__Required task 1__
Can you write out, word for word, the stretch of the Bariloche travel piece from "I came to it" through "to dazzle travellers."?

──────────

I came to it on the plush but over-priced Cruce Andino from Puerto Varas in Region X (Región de Los Lagos) on the Chilean side, which also has the same combination of stunning lakes and mountain peaks to dazzle travellers.
The map above shows the more common trajectories – and the significant travel time involved to get there from Buenos Aires or Ushuaia, especially if you take the bus to save some pesos!
So – why go to Bariloche? The main reason is not for the town itself but for what it is close to. In the winter months (July-October) it becomes South America’s skiing and snowboarding capital, thanks to the trails – groomed and off – at nearby Cerro Catedral, twenty kilometers to the west. In the summer months (December-April) those same trails and a series of mountain huts – mostly owned and maintained by the Club Andino de Bariloche – become a mecca for hikers and rock climbers. During my visit, I spent about ten days hiking those trails. Before, between, and after my hikes, I got to know at least the downtown area of Bariloche. What follows is my list of things worth checking out in the time you spend in Bariloche –
- the Centro Civico (town square)
- Avenida Mitre (the pedestrian mall)
- the chocolate shops
- Catedral Nuestra Señora del Nahuel Huapi
- the Nahuel Huapi waterfront beaches
- the artisanal beer district
The Bariloche town square faces the Lago on its north side and is flanked by a museum, an arch gateway to Avenida Mitre, municipal government and police buildings and a hotel on the other sides. Noteworthy in its absence is the religious component – the church! The square is about seventy years old. It may be that by this time the hold of institutional religion was waning in Argentina. The cathedral was built around the same time but a few hundred meters away.
During the day a number of St. Bernard Mountain Dogs are on the square, ready for what seems to be an Argentinian custom of getting your photo taken with one of them! This custom – along with architecture and skiing and the obsession with chocolate and beer – is just one of the many reminders of the Swiss and German roots of the town.
As busy as the square is during the day, it takes on a more charming look at night thanks to the lit-up buildings and the buskers entertaining the tourists and passing their hats in hopes of a donation.
At the center of the square is a statue of a horse and rider. It is the hero of standard Argentine history – General Julio Roca, Minister of War and long-serving President of the country. 150 years ago he was responsible for dealing decisively with an uprising of the indigenous people known as the Mapuche whose area this was before the Europeans arrived. (The very name Nahuel Huapi apparently means “island of the tiger” in their language.) Roca’s strategy was summarized as “extinguish, subdue or expel”. On the front of the horse, I noticed some graffiti – someone has recently scrawled the term “genocide”.

──────────

__Required task 2__
Could you repeat all of the records below verbatim, leaving out the pictures?

──────────

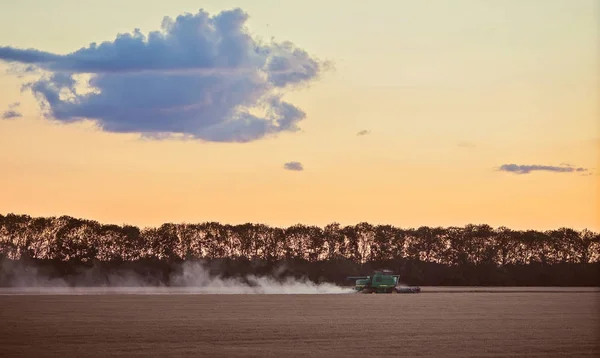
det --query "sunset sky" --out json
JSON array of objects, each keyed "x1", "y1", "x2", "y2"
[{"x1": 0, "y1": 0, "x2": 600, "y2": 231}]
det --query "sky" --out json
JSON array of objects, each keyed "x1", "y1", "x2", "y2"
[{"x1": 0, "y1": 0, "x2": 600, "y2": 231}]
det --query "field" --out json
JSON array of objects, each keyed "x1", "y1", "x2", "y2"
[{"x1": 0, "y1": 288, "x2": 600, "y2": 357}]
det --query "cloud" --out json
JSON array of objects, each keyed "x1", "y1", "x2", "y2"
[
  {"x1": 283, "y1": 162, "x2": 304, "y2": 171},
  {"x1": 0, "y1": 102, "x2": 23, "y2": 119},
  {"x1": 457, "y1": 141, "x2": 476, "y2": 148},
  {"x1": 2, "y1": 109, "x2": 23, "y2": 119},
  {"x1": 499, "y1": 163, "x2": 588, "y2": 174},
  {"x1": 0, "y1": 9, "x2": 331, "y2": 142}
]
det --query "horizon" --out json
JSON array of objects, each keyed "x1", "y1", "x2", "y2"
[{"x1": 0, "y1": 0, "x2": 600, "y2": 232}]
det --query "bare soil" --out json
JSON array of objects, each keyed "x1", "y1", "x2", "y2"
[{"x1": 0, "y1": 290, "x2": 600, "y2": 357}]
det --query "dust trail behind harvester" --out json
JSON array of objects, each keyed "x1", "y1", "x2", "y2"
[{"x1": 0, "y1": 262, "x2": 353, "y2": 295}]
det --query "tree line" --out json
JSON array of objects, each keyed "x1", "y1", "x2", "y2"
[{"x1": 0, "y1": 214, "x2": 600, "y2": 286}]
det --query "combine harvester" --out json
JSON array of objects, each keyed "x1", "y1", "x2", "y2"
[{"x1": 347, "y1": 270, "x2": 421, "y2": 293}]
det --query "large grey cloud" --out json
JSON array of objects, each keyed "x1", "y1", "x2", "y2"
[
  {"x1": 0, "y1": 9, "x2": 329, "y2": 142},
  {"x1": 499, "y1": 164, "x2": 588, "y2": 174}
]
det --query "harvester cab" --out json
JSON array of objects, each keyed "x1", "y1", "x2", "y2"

──────────

__Response 1__
I came to it on the plush but over-priced Cruce Andino from Puerto Varas in Region X (Región de Los Lagos) on the Chilean side, which also has the same combination of stunning lakes and mountain peaks to dazzle travellers.

__Response 2__
det --query "sunset sky" --out json
JSON array of objects, each keyed "x1", "y1", "x2", "y2"
[{"x1": 0, "y1": 0, "x2": 600, "y2": 231}]
det --query "sky" --out json
JSON array of objects, each keyed "x1", "y1", "x2", "y2"
[{"x1": 0, "y1": 0, "x2": 600, "y2": 231}]
det --query "field" --out json
JSON array of objects, each keyed "x1", "y1", "x2", "y2"
[{"x1": 0, "y1": 288, "x2": 600, "y2": 357}]
det --query "cloud" --out json
JSON array of objects, each keyed "x1", "y1", "x2", "y2"
[
  {"x1": 283, "y1": 162, "x2": 304, "y2": 171},
  {"x1": 0, "y1": 102, "x2": 23, "y2": 119},
  {"x1": 457, "y1": 141, "x2": 476, "y2": 148},
  {"x1": 2, "y1": 109, "x2": 23, "y2": 119},
  {"x1": 499, "y1": 163, "x2": 588, "y2": 174},
  {"x1": 0, "y1": 9, "x2": 331, "y2": 142}
]
det --query "horizon" --out json
JSON array of objects, each keyed "x1", "y1", "x2", "y2"
[{"x1": 0, "y1": 0, "x2": 600, "y2": 232}]
det --query "bare soil" --out json
JSON array of objects, each keyed "x1", "y1", "x2", "y2"
[{"x1": 0, "y1": 290, "x2": 600, "y2": 357}]
det --query "dust trail behind harvester" --out json
JSON array of objects, each keyed "x1", "y1", "x2", "y2"
[{"x1": 0, "y1": 262, "x2": 353, "y2": 295}]
det --query "tree line" --out json
JSON array of objects, each keyed "x1", "y1", "x2", "y2"
[{"x1": 0, "y1": 214, "x2": 600, "y2": 286}]
det --query "combine harvester" --out json
JSON array of objects, each keyed "x1", "y1", "x2", "y2"
[{"x1": 347, "y1": 270, "x2": 421, "y2": 293}]
det --query "large grey cloud" --out json
JSON array of objects, each keyed "x1", "y1", "x2", "y2"
[
  {"x1": 0, "y1": 9, "x2": 329, "y2": 142},
  {"x1": 499, "y1": 164, "x2": 588, "y2": 174}
]
det --query "harvester cab" --out json
JSON array of objects, each keyed "x1", "y1", "x2", "y2"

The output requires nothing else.